> _Set task_
Write out the whole listing, matching it exactly.

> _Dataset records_
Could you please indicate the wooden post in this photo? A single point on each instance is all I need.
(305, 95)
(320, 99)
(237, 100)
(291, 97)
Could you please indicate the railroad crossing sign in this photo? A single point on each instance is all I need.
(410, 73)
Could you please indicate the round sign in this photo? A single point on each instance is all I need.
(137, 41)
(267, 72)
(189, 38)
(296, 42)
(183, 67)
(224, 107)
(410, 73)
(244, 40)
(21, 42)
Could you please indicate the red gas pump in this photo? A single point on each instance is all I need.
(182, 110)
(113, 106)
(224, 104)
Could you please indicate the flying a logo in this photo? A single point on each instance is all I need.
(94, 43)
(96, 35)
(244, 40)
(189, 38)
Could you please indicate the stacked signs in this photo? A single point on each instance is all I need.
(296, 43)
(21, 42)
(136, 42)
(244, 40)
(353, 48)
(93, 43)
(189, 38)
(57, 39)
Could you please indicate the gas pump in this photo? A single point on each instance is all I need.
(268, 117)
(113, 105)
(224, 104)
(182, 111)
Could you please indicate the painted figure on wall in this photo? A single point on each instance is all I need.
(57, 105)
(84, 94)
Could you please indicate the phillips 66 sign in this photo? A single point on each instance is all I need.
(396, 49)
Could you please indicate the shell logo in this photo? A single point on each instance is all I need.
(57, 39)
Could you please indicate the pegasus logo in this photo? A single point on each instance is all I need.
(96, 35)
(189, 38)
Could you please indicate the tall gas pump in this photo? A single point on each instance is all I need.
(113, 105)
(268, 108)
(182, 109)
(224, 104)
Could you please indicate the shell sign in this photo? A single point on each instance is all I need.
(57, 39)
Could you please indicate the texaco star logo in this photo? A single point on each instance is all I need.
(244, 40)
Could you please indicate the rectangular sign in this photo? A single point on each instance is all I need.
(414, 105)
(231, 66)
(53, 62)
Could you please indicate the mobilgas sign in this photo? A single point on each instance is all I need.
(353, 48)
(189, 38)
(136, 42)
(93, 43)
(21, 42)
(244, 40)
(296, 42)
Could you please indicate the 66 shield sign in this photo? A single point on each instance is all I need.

> _Right answer_
Could you please indicate the wooden post in this photo? A single point on each instance is all I need.
(305, 95)
(320, 99)
(237, 100)
(291, 97)
Could you please indicate the railroad crossing sign in this photo? A single point on each instance is all I need.
(410, 73)
Could you please indicate the round sign in this photo? A single point on each instance is all I need.
(137, 41)
(267, 72)
(189, 38)
(296, 42)
(183, 67)
(224, 107)
(410, 73)
(244, 40)
(21, 42)
Could you please indicate the red gas pump in this photo? A single point on each instance is all I need.
(182, 110)
(113, 106)
(224, 104)
Could you please indicate the flying a logo in this photo? A single point on each instance is all I need.
(94, 43)
(96, 35)
(244, 40)
(189, 38)
Could you please indicate the stacked signs in this photo? A single point on each instance is all I need.
(296, 43)
(21, 42)
(136, 42)
(244, 40)
(353, 48)
(93, 43)
(189, 38)
(57, 39)
Could you please indicate the gas pump in this photo? A single point on each instance is all I need.
(268, 117)
(113, 105)
(224, 104)
(182, 111)
Could you please indicate the painted figure on wall in this photo? A single point on each instance is all I need.
(57, 105)
(84, 94)
Could you please indicate the phillips 66 sign in this photo? A single point on each instance is all I need.
(396, 49)
Could you please indicate the shell logo in this photo? A single point on each instance is all I need.
(57, 39)
Could you please indicate the pegasus logo in this photo? A single point on each instance is all I need.
(96, 35)
(189, 38)
Could you please indicate the tall gas pump in this photo? A single point on each instance is all I need.
(113, 105)
(268, 108)
(182, 109)
(224, 104)
Could you please indicate the shell sign in this photo? A single point on each instance is all I need.
(57, 39)
Could you please indicate the texaco star logo in this photo? A single point on each instance is all I need.
(244, 40)
Could you please indicate the rectangular sign in this photo? A single point on each instance is all I need.
(414, 105)
(231, 66)
(53, 62)
Could you please indicate the mobilgas sign in this photo? A single point on each instance is all I need.
(353, 48)
(189, 38)
(136, 42)
(93, 43)
(21, 42)
(244, 40)
(296, 42)
Could you please indicate the 66 shield sign in this photo? A single point on each instance is all I need.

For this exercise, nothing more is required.